[Point localization data]
□ □ □ □
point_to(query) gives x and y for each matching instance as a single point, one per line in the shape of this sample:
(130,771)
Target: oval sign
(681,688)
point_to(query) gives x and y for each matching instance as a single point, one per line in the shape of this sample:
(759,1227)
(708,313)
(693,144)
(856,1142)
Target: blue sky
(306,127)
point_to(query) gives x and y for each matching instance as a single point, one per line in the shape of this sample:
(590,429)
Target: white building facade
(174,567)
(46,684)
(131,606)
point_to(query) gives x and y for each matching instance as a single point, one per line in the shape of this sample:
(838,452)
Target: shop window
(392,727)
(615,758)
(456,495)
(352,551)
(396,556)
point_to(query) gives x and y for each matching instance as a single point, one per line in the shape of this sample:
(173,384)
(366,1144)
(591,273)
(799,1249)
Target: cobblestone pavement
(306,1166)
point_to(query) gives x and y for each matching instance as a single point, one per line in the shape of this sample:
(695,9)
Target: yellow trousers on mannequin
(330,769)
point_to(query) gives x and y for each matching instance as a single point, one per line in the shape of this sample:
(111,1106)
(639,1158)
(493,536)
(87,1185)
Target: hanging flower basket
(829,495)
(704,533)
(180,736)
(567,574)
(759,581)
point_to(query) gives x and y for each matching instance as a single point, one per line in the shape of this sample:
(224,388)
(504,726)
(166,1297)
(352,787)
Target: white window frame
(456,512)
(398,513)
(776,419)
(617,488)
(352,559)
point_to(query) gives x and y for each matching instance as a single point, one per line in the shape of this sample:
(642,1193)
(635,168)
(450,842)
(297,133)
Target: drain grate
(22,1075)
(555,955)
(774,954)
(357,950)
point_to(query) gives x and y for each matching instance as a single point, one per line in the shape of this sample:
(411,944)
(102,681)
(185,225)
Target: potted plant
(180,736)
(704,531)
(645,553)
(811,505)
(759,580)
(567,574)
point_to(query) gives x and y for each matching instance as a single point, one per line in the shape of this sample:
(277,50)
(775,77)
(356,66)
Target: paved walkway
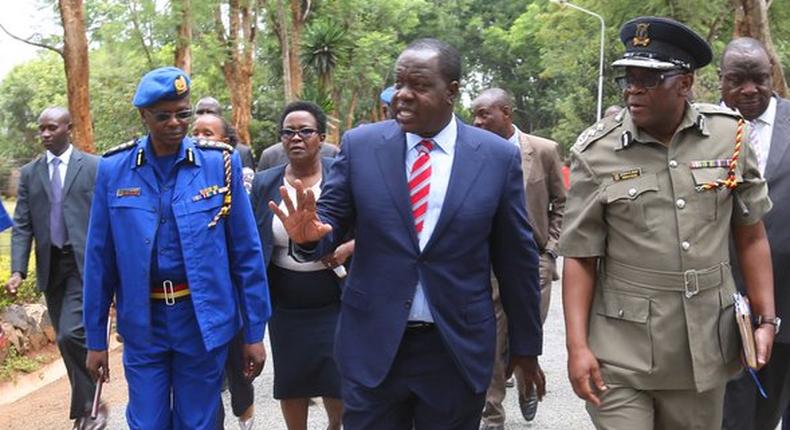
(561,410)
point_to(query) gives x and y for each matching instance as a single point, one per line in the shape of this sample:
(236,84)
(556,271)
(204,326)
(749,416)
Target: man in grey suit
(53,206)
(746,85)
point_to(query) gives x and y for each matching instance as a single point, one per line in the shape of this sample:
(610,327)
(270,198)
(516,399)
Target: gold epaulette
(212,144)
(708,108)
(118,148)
□ □ □ □
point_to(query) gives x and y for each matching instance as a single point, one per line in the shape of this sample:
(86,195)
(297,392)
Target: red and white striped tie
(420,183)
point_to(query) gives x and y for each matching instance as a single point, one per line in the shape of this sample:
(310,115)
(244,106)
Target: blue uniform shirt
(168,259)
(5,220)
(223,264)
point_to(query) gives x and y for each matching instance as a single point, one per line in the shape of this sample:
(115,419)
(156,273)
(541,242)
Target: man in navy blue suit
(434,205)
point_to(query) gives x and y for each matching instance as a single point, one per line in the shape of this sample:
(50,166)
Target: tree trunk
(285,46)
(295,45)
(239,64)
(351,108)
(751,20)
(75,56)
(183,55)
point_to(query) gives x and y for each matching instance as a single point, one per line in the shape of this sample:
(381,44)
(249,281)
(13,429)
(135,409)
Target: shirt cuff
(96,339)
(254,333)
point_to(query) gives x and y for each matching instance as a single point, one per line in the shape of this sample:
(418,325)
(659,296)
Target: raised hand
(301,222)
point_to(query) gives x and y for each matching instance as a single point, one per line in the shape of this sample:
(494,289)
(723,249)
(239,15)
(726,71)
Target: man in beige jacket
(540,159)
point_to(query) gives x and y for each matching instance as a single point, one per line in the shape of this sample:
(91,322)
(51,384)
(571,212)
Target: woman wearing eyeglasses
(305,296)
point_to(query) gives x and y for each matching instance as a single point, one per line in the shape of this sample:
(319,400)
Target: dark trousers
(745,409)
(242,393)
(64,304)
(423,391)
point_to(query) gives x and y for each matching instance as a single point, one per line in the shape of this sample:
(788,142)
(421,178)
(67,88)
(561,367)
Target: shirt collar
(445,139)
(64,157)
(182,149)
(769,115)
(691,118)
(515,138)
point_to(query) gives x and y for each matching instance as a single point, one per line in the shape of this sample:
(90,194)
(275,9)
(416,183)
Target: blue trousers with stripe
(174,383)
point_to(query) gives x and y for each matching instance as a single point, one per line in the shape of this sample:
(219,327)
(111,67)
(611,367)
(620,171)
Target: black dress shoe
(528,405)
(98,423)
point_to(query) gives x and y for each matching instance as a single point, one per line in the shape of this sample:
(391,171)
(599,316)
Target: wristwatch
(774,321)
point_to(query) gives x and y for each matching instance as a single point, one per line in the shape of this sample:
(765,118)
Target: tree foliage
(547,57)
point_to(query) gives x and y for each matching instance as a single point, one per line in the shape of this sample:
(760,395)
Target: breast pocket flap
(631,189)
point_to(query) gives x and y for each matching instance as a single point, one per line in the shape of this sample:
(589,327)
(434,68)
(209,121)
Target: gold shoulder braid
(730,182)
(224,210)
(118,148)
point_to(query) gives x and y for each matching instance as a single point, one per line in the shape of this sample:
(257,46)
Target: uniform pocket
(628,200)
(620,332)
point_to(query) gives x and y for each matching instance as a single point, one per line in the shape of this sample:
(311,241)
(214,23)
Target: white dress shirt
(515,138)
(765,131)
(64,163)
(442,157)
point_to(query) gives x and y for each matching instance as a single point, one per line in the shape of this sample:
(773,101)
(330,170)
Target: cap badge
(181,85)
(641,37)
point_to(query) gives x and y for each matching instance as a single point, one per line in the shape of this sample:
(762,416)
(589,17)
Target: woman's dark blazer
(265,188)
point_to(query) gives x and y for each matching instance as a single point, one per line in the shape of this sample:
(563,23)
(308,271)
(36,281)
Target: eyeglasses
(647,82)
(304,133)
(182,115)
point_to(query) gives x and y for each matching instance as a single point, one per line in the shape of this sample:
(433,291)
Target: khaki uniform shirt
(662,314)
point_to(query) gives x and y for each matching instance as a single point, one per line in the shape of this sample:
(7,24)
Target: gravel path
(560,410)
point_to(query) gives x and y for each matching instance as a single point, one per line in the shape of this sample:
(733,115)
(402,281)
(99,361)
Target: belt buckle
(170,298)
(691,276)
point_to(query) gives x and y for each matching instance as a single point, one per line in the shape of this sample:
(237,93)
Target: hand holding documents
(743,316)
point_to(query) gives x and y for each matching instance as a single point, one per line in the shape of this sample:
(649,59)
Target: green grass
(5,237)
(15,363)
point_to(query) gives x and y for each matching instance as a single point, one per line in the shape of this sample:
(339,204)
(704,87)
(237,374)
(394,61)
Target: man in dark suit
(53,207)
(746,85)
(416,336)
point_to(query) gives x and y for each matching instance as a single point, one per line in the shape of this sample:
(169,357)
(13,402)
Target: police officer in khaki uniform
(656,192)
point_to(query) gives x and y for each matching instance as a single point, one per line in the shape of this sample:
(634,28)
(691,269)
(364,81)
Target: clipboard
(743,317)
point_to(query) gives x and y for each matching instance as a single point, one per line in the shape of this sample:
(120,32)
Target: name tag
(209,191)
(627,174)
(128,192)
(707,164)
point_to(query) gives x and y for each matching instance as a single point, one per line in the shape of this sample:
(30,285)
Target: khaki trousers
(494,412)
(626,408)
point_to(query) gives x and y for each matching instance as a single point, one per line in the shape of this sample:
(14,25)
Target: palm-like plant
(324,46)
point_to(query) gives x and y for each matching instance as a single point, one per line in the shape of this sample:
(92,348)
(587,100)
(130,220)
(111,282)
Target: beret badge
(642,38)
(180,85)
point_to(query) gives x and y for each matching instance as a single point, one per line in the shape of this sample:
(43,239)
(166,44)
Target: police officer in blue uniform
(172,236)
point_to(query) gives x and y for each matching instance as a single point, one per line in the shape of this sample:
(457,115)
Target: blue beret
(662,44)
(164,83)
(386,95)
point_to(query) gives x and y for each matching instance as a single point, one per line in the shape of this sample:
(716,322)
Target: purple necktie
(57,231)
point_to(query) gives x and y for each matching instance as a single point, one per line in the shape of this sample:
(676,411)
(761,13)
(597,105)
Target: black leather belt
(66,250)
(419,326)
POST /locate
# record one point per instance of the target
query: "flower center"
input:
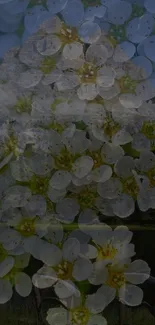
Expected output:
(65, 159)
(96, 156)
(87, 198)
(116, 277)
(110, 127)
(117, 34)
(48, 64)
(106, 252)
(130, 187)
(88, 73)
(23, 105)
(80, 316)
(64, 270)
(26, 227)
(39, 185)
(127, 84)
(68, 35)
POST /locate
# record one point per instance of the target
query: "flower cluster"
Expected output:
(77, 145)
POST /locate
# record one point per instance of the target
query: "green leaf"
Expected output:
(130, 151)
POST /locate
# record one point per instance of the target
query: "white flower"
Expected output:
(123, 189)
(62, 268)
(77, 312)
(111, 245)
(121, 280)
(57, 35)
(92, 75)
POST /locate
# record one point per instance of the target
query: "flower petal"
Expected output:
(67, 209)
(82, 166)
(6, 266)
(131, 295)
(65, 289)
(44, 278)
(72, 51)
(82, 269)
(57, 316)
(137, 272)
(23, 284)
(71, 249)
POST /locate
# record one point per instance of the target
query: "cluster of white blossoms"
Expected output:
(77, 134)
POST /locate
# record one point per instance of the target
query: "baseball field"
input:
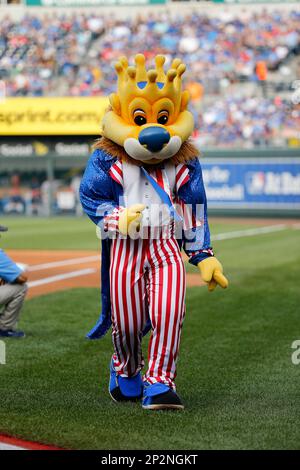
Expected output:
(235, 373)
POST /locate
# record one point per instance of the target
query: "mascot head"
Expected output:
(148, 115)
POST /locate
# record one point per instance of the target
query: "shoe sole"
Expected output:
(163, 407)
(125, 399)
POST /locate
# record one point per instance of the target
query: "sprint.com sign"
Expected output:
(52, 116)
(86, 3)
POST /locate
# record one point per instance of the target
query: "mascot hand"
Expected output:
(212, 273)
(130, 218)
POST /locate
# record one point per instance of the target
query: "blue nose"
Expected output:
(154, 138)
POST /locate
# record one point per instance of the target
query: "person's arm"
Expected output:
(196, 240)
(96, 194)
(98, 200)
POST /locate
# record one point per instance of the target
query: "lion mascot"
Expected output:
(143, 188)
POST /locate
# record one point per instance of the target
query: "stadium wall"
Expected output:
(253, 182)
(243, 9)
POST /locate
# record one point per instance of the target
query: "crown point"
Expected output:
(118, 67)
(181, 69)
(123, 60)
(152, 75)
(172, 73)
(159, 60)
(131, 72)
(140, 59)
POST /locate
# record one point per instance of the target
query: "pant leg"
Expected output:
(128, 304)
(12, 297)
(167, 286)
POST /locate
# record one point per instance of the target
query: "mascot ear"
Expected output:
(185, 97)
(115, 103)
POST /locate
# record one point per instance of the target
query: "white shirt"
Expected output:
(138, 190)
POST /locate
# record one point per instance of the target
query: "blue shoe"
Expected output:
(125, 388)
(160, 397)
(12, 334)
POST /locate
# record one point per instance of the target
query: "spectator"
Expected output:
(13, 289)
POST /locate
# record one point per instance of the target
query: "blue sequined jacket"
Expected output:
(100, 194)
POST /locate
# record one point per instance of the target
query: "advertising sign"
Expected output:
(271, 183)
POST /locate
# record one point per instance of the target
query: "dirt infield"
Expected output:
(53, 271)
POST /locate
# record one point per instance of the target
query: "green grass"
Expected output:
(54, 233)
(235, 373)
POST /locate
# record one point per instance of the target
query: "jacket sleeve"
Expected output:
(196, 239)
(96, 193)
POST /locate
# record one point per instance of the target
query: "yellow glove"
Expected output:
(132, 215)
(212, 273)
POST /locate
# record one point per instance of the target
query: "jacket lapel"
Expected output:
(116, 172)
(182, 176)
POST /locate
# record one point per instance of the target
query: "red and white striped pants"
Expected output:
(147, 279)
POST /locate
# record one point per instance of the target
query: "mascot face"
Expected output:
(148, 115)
□ □ □ □
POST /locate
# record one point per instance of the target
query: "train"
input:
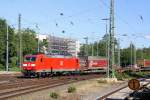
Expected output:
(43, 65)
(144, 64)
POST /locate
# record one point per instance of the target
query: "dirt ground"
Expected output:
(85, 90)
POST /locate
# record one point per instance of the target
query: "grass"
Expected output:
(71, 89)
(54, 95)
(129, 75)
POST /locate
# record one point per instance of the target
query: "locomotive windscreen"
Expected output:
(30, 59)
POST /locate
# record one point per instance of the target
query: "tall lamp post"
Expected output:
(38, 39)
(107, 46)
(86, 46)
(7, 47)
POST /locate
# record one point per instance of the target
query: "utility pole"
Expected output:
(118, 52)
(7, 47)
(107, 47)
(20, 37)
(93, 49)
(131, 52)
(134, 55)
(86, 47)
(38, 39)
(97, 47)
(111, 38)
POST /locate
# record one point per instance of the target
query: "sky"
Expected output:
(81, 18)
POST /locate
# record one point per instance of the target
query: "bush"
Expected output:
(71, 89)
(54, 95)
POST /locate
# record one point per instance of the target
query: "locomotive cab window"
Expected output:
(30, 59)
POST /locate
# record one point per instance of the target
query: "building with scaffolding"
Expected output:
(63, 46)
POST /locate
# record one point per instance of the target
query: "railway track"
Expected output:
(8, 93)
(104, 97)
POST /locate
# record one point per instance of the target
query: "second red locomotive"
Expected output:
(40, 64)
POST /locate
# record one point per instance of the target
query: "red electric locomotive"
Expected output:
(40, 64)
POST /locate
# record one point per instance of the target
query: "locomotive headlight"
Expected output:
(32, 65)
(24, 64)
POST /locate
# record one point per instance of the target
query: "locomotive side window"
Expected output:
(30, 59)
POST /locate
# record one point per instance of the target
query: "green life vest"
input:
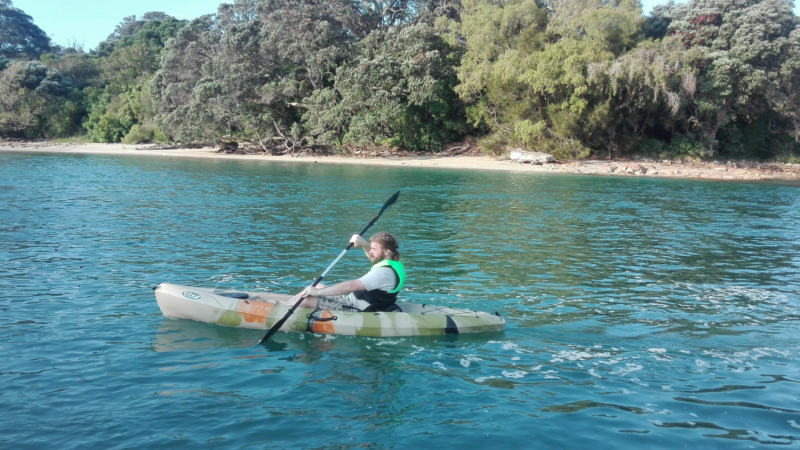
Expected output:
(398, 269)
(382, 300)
□ □ □ □
_What this task involves_
Wherever a line of the data holds "cluster", copy that line.

_Solved problem_
query: "flower cluster"
query: "cluster of white blossoms"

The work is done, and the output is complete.